→ What is asked
Please tally how many lines in the rows below contain the word "paved", and reply with that number alone.
— begin —
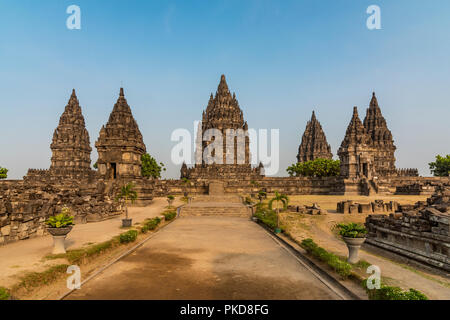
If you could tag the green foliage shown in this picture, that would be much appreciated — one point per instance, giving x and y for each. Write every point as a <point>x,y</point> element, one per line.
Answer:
<point>4,293</point>
<point>151,168</point>
<point>268,217</point>
<point>279,198</point>
<point>343,268</point>
<point>3,173</point>
<point>62,220</point>
<point>170,215</point>
<point>150,224</point>
<point>393,293</point>
<point>315,168</point>
<point>441,167</point>
<point>129,236</point>
<point>352,230</point>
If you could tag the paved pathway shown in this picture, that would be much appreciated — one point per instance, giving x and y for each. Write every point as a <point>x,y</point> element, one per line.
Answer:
<point>207,258</point>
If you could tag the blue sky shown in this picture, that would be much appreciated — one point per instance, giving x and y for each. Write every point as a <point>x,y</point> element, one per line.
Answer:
<point>282,58</point>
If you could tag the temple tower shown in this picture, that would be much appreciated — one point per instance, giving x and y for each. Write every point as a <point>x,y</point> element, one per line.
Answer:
<point>356,152</point>
<point>314,143</point>
<point>71,149</point>
<point>120,144</point>
<point>376,127</point>
<point>222,115</point>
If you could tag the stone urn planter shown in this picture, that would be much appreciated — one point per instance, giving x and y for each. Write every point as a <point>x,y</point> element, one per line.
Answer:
<point>353,245</point>
<point>59,236</point>
<point>126,223</point>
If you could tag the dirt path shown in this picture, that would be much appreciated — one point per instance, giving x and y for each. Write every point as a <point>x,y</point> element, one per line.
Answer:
<point>207,258</point>
<point>27,255</point>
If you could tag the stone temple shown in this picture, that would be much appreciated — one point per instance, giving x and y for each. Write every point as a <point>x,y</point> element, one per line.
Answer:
<point>120,145</point>
<point>366,154</point>
<point>224,115</point>
<point>314,142</point>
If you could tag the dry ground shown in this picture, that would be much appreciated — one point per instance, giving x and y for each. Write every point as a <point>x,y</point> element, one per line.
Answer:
<point>321,228</point>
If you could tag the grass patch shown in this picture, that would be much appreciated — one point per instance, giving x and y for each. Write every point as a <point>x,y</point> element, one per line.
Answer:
<point>129,236</point>
<point>4,294</point>
<point>37,279</point>
<point>342,267</point>
<point>150,224</point>
<point>169,215</point>
<point>393,293</point>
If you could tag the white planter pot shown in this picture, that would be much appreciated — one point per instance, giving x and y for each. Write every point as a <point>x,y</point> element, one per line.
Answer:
<point>353,245</point>
<point>59,237</point>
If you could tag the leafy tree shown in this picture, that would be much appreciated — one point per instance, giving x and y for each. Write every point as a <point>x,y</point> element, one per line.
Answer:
<point>441,167</point>
<point>315,168</point>
<point>3,173</point>
<point>126,194</point>
<point>279,199</point>
<point>151,168</point>
<point>186,183</point>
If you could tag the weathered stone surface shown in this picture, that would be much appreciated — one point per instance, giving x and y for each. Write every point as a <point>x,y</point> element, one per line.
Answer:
<point>418,232</point>
<point>314,143</point>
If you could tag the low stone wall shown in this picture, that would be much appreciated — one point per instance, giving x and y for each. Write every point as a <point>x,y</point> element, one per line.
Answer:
<point>421,233</point>
<point>25,206</point>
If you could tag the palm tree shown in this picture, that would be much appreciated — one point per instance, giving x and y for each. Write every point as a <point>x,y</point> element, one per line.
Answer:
<point>261,195</point>
<point>186,183</point>
<point>127,193</point>
<point>279,198</point>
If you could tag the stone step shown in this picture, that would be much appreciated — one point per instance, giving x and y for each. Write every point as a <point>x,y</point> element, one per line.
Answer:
<point>241,211</point>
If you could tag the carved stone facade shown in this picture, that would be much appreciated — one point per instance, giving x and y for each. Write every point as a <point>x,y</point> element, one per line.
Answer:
<point>420,233</point>
<point>314,143</point>
<point>120,145</point>
<point>356,151</point>
<point>223,119</point>
<point>382,141</point>
<point>71,149</point>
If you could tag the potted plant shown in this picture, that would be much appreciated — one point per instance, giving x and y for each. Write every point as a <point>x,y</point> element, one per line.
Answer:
<point>278,199</point>
<point>262,195</point>
<point>354,236</point>
<point>170,200</point>
<point>126,194</point>
<point>59,226</point>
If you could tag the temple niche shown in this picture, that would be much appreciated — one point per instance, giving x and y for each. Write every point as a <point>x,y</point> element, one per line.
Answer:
<point>120,145</point>
<point>314,143</point>
<point>223,115</point>
<point>356,152</point>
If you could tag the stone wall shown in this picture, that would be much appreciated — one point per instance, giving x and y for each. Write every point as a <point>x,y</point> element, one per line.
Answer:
<point>25,206</point>
<point>421,233</point>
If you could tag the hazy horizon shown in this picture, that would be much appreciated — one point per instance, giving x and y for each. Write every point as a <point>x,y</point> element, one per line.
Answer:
<point>283,60</point>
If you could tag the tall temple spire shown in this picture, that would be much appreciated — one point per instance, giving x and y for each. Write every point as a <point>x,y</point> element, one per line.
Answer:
<point>356,151</point>
<point>314,143</point>
<point>120,144</point>
<point>376,127</point>
<point>71,149</point>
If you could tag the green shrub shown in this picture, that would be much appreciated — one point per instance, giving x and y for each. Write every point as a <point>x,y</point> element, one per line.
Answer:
<point>268,217</point>
<point>393,293</point>
<point>343,268</point>
<point>4,294</point>
<point>62,220</point>
<point>150,224</point>
<point>170,215</point>
<point>352,230</point>
<point>128,236</point>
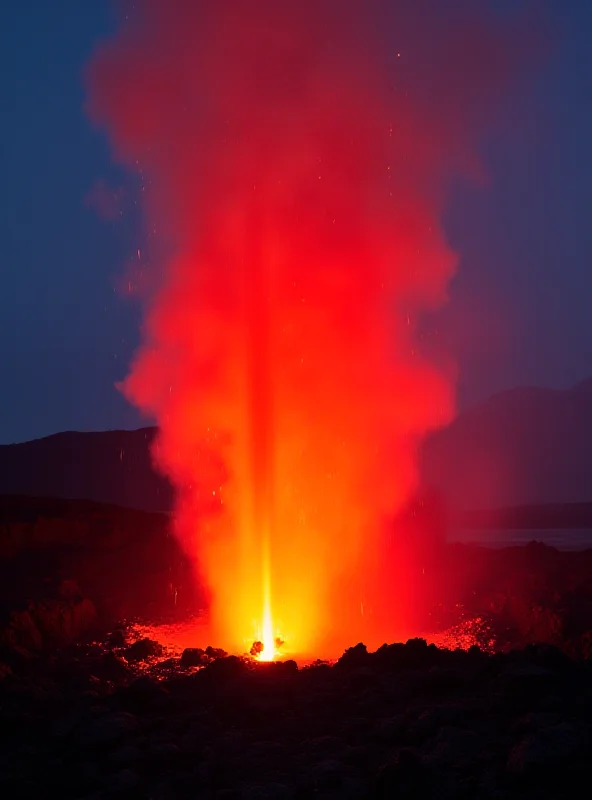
— end —
→ Solution for this exercise
1